> WRITTEN TASK 1: Count the lines of the records that contain the string "door", treating uppercase and lowercase letters as different, and give only the number.

> GIVEN TEXT:
I’m sure you’ve heard it countless of times, but it never gets old. 
Never invest more money than you can afford to lose.
You may think it doesn’t happen, but for example, people often use credit to start investing. In fact, a worrying article was published last month with the headline, “South Africans are pawning their cars and taking out second bonds to buy Bitcoin”.
In short, South African Debt counselling company, Debt Rescue has witnessed a rapid growing number of people who’ve gone to extreme lengths just to invest in Bitcoin.
CEO of Debt Rescue, Neil Roets said, “Some of them had gone as far as pawning their vehicles, taking out second bonds on their homes and borrowing money on credit cards in order to buy cryptocurrencies”.
Don’t be one of those people who ignore this rule, because today they’re hugely indebted.
Before I move on, there is one major difference between investing in cryptos and say, shares.
Because cryptos have the ability to grow 50%, even 100% in a single day/week, you can invest tiny amounts and still make a decent return.  Shares on the other hand, usually take longer to grow that fast.
My point is, you can literally invest as little as R100 or R500 – AS LONG AS you don’t need it. Because just as cryptos can soar high, rapidly, they can drop just as fast.
Not all cryptos are created equal – There are three main types
First things first, not all cryptos are created equal. You get different types of crypto categories.
The three main ones you need to know are: 
  • Platform
  • Currency
  • Utility
For today, I’m going to cover the most familiar one, currency. In part two, I will cover Platform and Utility cryptos.
Currencies are where it all started, hence why many people refer to every crypto as a crypto-currency. Although this isn’t strictly accurate, the name has stuck and is now widely adopted.
The main idea behind cryptocurrencies is they let anyone transfer money to anyone else in the world through the internet, without relying on a third party.
Cryptocurrencies solve the problem of trust.
In ordinary transactions, you have to trust the person or a third party – such as a bank – to compensate you. Whereas, cryptocurrencies remove the need for a third party to process and guarantee your transactions.
With no need for third parties, every transaction can be cheaper, faster and more secure.
However, cryptocurrency’s biggest strength is also its biggest weakness. By removing the need for third parties and fiat (normal) money, it’s struggled to gain traction in many countries.
This is why it’s taken bitcoin a number of years to get to where it has.
It’s had to prove itself worthy time and time again.
Another hurdle cryptocurrencies face is can they become an “alternative payment” method?
But in order for this to happen, they need a stable price. You see, no one wants to spend a currency that is increasing in value at such a rapid rate.  That’s why many people now call bitcoin “a store of value” and not a currency.
Despite these hurdles, some of the best performing cryptos have been currencies. And they most likely will continue to be. 
So if you have the money, it would be a good move to invest a portion in currency cryptos.

> WRITTEN TASK 2:
Answer these questions using the text on cryptocurrency investing:
(a) Which debt counselling company observed people going to extreme lengths to invest in Bitcoin?
(b) What are the three main types of crypto the text lists?
(c) What do many people now call bitcoin instead of a currency?

> SUPPLIED RECORDS:
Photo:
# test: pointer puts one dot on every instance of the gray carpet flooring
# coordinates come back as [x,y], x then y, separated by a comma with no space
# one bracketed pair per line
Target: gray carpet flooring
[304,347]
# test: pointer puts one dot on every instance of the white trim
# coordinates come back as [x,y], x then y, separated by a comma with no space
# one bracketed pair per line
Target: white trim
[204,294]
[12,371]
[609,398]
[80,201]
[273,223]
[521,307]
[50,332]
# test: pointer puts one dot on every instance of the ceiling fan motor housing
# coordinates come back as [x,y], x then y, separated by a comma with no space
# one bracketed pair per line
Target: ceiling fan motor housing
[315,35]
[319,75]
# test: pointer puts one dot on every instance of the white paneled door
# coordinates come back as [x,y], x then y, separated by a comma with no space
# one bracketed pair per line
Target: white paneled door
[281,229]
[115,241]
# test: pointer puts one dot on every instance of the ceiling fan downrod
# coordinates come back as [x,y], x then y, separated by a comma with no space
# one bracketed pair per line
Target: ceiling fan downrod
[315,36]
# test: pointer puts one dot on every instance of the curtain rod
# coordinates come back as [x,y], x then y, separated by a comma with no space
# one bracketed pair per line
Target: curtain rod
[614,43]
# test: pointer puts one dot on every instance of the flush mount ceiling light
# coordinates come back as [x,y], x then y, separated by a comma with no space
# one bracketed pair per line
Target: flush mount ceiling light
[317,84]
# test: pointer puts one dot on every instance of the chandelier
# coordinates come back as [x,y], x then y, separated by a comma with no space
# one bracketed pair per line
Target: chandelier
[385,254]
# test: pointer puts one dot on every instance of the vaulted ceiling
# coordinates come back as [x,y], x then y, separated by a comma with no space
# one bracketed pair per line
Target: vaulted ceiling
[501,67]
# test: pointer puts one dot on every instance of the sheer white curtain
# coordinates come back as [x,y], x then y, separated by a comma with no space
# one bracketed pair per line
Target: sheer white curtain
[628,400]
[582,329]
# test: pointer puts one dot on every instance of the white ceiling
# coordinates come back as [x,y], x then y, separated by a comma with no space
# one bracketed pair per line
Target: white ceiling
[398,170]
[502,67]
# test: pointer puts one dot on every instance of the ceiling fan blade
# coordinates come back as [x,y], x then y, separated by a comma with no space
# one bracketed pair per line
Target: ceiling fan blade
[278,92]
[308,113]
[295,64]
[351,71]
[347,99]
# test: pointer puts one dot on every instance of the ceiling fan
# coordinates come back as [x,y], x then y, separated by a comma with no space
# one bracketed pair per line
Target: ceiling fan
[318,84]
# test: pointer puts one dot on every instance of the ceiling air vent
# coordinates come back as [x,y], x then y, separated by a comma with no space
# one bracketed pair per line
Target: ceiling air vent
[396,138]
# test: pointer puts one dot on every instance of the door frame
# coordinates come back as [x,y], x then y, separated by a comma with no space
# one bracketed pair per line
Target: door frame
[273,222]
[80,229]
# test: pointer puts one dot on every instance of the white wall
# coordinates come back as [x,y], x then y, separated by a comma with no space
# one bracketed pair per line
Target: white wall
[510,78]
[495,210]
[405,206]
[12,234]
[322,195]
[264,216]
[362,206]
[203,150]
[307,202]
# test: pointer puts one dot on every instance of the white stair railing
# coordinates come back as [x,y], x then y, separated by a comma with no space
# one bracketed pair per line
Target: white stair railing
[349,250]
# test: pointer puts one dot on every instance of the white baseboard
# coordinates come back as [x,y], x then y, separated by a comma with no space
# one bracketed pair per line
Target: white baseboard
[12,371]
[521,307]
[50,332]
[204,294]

> EXERCISE SOLUTION 1: 4

> EXERCISE SOLUTION 2:
(a) Debt Rescue
(b) Platform, Currency and Utility
(c) A store of value